Named region outline rows:

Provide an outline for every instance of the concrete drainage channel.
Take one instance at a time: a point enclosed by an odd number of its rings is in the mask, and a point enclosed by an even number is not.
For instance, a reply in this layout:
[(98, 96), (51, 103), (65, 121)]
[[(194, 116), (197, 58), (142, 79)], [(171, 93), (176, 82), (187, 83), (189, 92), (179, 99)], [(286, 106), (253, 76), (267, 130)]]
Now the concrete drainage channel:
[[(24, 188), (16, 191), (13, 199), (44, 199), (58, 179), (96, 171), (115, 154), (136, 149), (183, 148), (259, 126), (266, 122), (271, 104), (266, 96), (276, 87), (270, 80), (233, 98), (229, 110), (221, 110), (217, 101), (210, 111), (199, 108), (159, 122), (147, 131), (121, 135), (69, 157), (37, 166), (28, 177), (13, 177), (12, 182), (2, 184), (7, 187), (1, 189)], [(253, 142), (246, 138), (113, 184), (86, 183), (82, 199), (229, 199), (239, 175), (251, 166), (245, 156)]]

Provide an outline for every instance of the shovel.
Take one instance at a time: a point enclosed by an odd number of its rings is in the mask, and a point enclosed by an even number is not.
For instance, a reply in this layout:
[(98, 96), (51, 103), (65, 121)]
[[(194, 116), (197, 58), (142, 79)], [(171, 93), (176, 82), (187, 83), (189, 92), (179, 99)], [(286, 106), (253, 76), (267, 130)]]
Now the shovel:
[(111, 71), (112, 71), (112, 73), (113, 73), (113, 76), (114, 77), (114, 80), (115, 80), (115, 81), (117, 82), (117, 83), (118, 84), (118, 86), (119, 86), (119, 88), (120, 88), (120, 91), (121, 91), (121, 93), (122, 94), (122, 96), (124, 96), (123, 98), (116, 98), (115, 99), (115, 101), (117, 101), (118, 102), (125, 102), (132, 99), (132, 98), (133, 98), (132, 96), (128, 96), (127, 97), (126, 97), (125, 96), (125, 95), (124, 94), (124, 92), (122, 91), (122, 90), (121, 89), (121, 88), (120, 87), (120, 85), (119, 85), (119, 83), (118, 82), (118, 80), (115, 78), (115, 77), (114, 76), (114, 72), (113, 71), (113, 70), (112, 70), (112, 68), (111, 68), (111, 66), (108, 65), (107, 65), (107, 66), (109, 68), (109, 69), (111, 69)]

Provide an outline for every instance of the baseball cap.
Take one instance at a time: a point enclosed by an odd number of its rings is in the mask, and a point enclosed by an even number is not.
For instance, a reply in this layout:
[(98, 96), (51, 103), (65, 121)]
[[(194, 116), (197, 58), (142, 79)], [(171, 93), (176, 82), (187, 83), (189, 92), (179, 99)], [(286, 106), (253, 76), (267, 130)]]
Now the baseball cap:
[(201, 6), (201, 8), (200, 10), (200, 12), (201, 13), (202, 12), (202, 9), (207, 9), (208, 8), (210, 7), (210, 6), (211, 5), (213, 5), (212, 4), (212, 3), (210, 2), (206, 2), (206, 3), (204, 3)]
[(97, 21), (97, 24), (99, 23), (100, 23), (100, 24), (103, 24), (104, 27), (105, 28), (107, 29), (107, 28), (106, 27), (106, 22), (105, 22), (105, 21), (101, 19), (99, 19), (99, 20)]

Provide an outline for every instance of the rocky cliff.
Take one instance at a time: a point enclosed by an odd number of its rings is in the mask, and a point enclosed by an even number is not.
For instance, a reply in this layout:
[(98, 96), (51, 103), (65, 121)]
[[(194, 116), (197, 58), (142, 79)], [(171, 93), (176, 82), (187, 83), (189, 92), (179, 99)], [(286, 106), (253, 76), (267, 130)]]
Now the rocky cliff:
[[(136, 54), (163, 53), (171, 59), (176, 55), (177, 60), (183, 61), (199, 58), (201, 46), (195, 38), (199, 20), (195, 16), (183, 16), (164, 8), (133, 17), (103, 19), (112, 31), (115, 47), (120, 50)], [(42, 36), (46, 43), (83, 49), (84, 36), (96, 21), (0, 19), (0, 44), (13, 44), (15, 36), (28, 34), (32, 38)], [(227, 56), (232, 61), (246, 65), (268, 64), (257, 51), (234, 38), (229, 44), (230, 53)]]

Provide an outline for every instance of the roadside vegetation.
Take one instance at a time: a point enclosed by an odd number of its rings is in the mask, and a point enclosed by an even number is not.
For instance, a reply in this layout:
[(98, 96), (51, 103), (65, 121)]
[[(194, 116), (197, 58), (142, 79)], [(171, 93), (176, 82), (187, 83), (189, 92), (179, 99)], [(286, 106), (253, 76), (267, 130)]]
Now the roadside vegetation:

_YOUR OBJECTIVE_
Rewrite the rows above, swapping "Provide an outline" for "Draw an outline" everywhere it occurs in them and keeping every other line and character as it is.

_ANSWER TO THE PROBLEM_
Draw an outline for every instance of the concrete drainage channel.
Take one instance at a time: a point enclosed by an odd number of its rings is in the mask, and a point enclosed by an even number is not.
For instance, a reply in this layout:
[(98, 96), (51, 103), (65, 121)]
[[(194, 116), (197, 58), (142, 79)], [(171, 93), (176, 82), (187, 83), (189, 92), (179, 99)], [(286, 106), (253, 76), (267, 130)]]
Now the concrete drainage channel:
[[(24, 188), (16, 191), (13, 199), (44, 199), (58, 179), (96, 171), (115, 154), (136, 149), (183, 148), (259, 126), (266, 122), (271, 104), (266, 96), (276, 87), (270, 80), (233, 98), (229, 110), (221, 110), (217, 101), (210, 111), (199, 108), (159, 122), (147, 131), (121, 135), (69, 157), (37, 166), (28, 177), (13, 177), (12, 182), (2, 184), (7, 187), (1, 189)], [(253, 142), (246, 138), (113, 184), (86, 183), (82, 199), (229, 199), (239, 175), (251, 166), (245, 156)]]

Draw an outline for every instance of the shovel.
Take one instance at a time: a point enclosed by an odd number of its rings is in the mask, and a point enclosed by an even number is not.
For instance, a reply in this layout:
[(98, 96), (51, 103), (65, 121)]
[[(194, 116), (197, 58), (142, 79)], [(171, 93), (176, 82), (187, 83), (189, 92), (179, 99)], [(286, 106), (253, 76), (267, 130)]]
Now the shovel:
[(111, 71), (112, 71), (112, 73), (113, 73), (113, 76), (114, 77), (114, 80), (115, 80), (115, 81), (117, 82), (117, 83), (118, 84), (118, 86), (119, 86), (119, 88), (120, 88), (120, 91), (121, 91), (121, 93), (122, 94), (122, 96), (124, 96), (123, 98), (116, 98), (115, 99), (115, 101), (117, 101), (118, 102), (125, 102), (132, 99), (132, 98), (133, 98), (132, 96), (128, 96), (127, 97), (126, 97), (125, 96), (125, 95), (124, 94), (124, 92), (122, 91), (122, 90), (121, 89), (121, 88), (120, 87), (120, 85), (119, 85), (119, 83), (118, 82), (118, 80), (115, 78), (115, 77), (114, 76), (114, 72), (113, 71), (113, 70), (112, 70), (112, 68), (111, 68), (111, 66), (108, 65), (107, 65), (107, 66), (109, 68), (109, 69), (111, 69)]

Draw an outline for every instance of the baseball cap.
Take one instance at a time: a point enclosed by an odd number of its rings is in the mask, and a point enclosed by an even number is not.
For instance, a reply in this layout:
[(98, 96), (51, 103), (65, 121)]
[[(194, 116), (197, 58), (142, 79)], [(171, 93), (176, 82), (187, 83), (189, 92), (179, 99)], [(286, 106), (253, 76), (267, 130)]]
Now the baseball cap:
[(201, 6), (201, 8), (200, 10), (200, 12), (201, 13), (202, 12), (202, 9), (207, 9), (208, 8), (210, 7), (210, 6), (211, 5), (213, 5), (212, 4), (212, 3), (210, 2), (206, 2), (206, 3), (204, 3)]
[(97, 21), (97, 24), (99, 23), (100, 23), (100, 24), (103, 24), (104, 27), (105, 28), (107, 29), (107, 28), (106, 27), (106, 22), (105, 22), (105, 21), (101, 19), (99, 19), (99, 20)]

Draw an outline for every instance of the rocky cliff.
Take one instance at a time: a point enclosed by an odd number of its rings is in the mask, and a point enclosed by an even number is not.
For instance, a reply in this layout:
[(98, 96), (51, 103), (65, 121)]
[[(194, 116), (197, 58), (142, 79)], [(171, 93), (176, 82), (187, 83), (189, 92), (179, 99)], [(286, 106), (253, 76), (267, 130)]]
Now the rocky cliff:
[[(136, 54), (163, 53), (171, 59), (176, 55), (177, 60), (183, 61), (199, 58), (201, 46), (195, 38), (199, 20), (195, 16), (183, 16), (164, 8), (133, 17), (103, 19), (112, 31), (115, 47), (120, 50)], [(42, 36), (46, 43), (83, 49), (84, 36), (96, 21), (0, 19), (0, 44), (13, 44), (15, 36), (28, 34), (32, 38)], [(227, 56), (232, 61), (246, 65), (268, 64), (257, 51), (234, 38), (229, 44), (230, 53)]]

Draw an outline for every instance of the roadside vegetation.
Take one instance at a time: a point enclosed by an odd number of its rings is in the mask, and a point enclosed by an even number is not.
For instance, a reply in this layout:
[(98, 96), (51, 103), (65, 121)]
[[(194, 116), (197, 58), (142, 79)], [(171, 93), (176, 82), (187, 83), (189, 92), (179, 99)], [(286, 106), (253, 76), (267, 130)]]
Now the roadside vegetation:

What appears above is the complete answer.